[START]

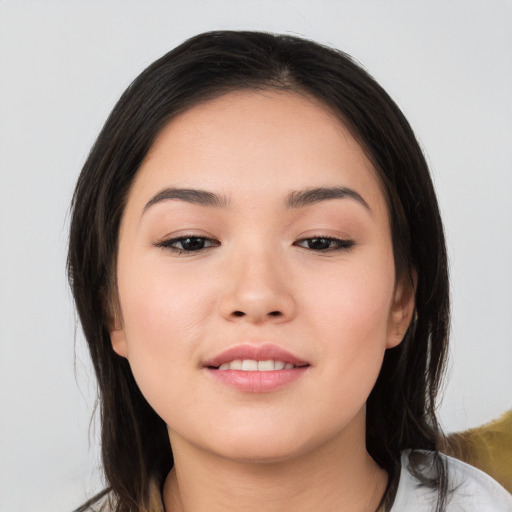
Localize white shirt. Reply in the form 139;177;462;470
391;451;512;512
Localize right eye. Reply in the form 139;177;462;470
154;235;220;254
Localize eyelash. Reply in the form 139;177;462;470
153;235;355;255
153;235;220;255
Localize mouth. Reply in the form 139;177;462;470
203;344;311;393
208;359;309;372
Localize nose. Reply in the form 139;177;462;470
220;247;296;324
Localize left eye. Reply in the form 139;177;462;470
294;236;354;252
155;236;219;253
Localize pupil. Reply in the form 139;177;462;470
309;238;329;250
181;237;204;251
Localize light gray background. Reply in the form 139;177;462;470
0;0;512;512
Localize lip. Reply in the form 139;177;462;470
203;344;311;393
203;343;309;373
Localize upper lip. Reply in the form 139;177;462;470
203;343;308;368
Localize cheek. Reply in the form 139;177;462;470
118;262;210;404
304;255;394;388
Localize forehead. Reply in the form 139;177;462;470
132;90;383;214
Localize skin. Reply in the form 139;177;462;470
111;91;414;512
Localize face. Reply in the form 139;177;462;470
111;92;413;461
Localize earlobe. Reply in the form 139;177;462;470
110;315;128;357
386;269;418;348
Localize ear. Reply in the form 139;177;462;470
386;269;418;348
109;313;128;357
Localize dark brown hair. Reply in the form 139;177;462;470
68;31;449;512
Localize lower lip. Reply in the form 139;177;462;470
207;366;309;393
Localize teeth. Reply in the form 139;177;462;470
219;359;294;372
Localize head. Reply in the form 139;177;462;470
68;32;448;510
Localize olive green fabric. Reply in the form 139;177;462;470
442;410;512;493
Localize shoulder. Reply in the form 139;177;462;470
391;451;512;512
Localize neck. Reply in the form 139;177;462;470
163;412;387;512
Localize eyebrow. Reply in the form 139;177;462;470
286;187;372;212
143;188;228;214
143;187;372;214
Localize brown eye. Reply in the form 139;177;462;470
295;237;354;252
154;236;220;254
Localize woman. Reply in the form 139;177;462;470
68;32;510;512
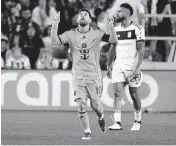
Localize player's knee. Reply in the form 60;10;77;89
77;99;87;113
131;93;138;100
114;90;123;98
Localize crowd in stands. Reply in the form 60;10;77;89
1;0;176;70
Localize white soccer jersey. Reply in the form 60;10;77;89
1;57;5;68
115;22;145;68
36;58;59;69
6;55;30;69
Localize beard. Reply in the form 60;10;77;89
80;19;88;27
116;17;125;23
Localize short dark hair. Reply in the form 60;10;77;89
79;8;92;18
120;3;134;16
21;7;31;12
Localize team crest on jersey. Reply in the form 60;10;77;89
82;43;87;48
80;49;89;60
128;32;131;38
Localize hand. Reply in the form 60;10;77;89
107;66;112;79
127;70;140;82
53;12;60;24
107;16;114;26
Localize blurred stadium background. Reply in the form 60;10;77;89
1;0;176;145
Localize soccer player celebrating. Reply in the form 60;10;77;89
51;9;117;139
107;3;145;130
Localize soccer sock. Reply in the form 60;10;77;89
134;110;142;122
84;128;91;133
114;110;121;123
78;112;91;133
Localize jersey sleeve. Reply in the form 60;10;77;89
1;57;5;68
58;31;69;44
24;56;31;69
6;56;13;69
36;59;45;69
135;25;145;41
52;58;59;69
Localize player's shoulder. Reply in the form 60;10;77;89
21;54;29;60
131;22;143;30
115;23;123;31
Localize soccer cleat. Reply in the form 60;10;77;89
108;122;122;130
98;118;107;133
131;121;141;131
82;132;91;140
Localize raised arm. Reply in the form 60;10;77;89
51;12;62;46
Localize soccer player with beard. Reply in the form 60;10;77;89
107;3;145;130
51;9;117;139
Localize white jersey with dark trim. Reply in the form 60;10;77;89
6;55;30;69
115;22;145;67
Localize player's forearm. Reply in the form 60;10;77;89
135;43;145;71
109;26;117;44
51;23;61;45
107;44;116;67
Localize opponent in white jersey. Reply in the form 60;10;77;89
51;9;117;139
6;47;31;69
108;3;145;130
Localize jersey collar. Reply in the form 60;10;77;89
121;21;133;29
76;27;92;33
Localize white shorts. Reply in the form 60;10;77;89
112;68;142;87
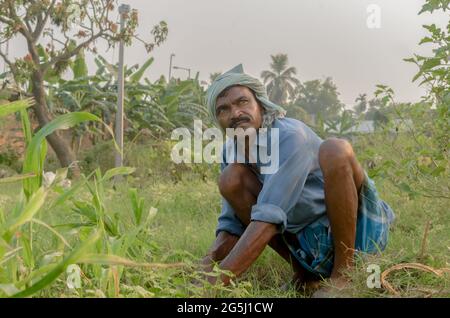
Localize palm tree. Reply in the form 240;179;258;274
355;94;367;114
261;54;300;105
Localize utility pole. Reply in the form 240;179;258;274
173;66;191;79
114;4;130;176
169;53;175;82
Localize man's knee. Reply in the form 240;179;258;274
319;138;356;175
219;163;248;198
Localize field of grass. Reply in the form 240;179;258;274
0;137;450;297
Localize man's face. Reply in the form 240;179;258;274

[END]

Output the data from the line containing "Localize upper lip." through the line containing "68;32;448;510", both included, as a numbered list with blank lines omitted.

1. Localize upper lip. Reply in the form 139;177;462;470
2. 203;343;308;368
3. Localize cheek. Reply in the form 139;177;462;470
4. 118;262;210;404
5. 304;255;394;388
6. Localize forehead. Reply in the form 139;177;462;470
7. 132;90;383;214
8. Localize skin. Reply in the form 139;177;462;470
9. 111;91;414;512
10. Localize face. Reply in the form 139;177;462;470
11. 111;92;413;461
12. Localize earlobe. Reply in the form 139;177;462;470
13. 110;315;128;357
14. 386;269;418;348
15. Localize ear. Reply in the form 139;177;462;470
16. 386;269;418;348
17. 109;313;128;357
18. Localize dark brown hair. Reply in the form 139;177;462;470
19. 68;31;449;512
20. Localize lower lip. Reply in the form 139;177;462;470
21. 207;366;309;393
22. Localize teeth. Reply in the form 139;177;462;470
23. 219;359;294;372
24. Localize head. Reply in the form 139;177;462;470
25. 68;32;448;510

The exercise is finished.